**Work instructions**
Copy out the entries below without any change, starting at the line that contains "cloud in the photo above." and ending with the final line of the entries.

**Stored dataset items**
++++++++++

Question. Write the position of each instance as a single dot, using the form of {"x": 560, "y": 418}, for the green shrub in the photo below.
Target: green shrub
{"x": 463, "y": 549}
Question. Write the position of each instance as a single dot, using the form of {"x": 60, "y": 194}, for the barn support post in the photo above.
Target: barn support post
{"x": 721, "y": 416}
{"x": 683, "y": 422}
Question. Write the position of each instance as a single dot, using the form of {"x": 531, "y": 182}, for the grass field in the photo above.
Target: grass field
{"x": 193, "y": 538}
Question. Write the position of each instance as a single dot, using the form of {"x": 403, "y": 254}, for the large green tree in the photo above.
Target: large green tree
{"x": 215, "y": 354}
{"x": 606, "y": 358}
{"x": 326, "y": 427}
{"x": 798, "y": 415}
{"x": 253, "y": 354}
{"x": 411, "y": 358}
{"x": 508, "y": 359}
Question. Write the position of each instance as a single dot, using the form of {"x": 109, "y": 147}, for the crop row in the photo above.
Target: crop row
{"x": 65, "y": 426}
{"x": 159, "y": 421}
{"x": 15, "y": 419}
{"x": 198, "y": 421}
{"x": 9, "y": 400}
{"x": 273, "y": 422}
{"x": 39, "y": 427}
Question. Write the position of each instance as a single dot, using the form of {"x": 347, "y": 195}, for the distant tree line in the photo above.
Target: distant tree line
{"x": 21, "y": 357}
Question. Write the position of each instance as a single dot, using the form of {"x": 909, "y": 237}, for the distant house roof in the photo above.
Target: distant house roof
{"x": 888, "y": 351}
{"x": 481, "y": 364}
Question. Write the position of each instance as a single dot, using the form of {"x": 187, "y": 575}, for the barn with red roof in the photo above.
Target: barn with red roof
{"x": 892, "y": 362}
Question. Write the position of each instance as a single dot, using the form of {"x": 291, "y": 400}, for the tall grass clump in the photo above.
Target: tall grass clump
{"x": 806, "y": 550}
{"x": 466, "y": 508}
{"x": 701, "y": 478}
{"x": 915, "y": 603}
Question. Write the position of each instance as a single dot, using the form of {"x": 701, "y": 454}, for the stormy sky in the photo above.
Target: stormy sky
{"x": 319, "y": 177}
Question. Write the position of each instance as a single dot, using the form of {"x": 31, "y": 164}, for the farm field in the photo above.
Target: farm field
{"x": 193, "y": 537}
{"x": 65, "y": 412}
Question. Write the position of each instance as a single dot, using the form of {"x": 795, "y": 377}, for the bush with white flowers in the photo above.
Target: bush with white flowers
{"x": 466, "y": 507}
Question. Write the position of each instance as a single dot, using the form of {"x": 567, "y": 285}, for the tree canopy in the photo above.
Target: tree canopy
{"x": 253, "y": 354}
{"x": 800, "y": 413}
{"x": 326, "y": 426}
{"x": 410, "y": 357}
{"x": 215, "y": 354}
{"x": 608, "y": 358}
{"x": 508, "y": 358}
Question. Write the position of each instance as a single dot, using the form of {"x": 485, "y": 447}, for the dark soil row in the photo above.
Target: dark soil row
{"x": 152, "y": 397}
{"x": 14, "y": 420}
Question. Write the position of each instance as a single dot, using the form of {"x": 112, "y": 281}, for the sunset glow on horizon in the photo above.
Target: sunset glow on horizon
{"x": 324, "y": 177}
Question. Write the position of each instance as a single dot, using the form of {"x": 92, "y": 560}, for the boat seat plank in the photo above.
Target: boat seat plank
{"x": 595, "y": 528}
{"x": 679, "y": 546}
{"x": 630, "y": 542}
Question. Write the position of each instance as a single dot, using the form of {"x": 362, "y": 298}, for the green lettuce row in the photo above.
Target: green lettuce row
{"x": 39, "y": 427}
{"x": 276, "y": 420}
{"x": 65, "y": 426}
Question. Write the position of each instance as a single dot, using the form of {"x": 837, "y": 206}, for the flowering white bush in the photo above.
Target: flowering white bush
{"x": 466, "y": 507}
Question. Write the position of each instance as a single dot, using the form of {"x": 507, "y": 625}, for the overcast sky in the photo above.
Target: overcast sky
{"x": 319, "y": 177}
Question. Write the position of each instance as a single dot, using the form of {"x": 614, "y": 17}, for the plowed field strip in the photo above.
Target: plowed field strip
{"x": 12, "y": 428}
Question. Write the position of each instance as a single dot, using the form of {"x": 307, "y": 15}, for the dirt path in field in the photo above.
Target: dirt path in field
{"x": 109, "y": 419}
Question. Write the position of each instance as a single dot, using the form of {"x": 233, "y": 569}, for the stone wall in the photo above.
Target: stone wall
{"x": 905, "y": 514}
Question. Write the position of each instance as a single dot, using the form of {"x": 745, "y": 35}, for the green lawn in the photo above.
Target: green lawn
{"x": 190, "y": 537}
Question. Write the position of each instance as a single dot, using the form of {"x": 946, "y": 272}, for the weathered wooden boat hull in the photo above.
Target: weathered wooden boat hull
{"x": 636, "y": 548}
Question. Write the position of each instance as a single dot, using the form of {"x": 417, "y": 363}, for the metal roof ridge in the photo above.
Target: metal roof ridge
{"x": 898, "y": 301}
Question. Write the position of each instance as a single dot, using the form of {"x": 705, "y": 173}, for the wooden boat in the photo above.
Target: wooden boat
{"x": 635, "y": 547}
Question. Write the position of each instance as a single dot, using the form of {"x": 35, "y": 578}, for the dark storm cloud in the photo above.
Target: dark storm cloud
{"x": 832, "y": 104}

++++++++++

**Reply**
Question. Write the position of each instance as a single dot, using the form of {"x": 35, "y": 578}, for the dark storm cloud in the photo above.
Target: dark storm cloud
{"x": 832, "y": 104}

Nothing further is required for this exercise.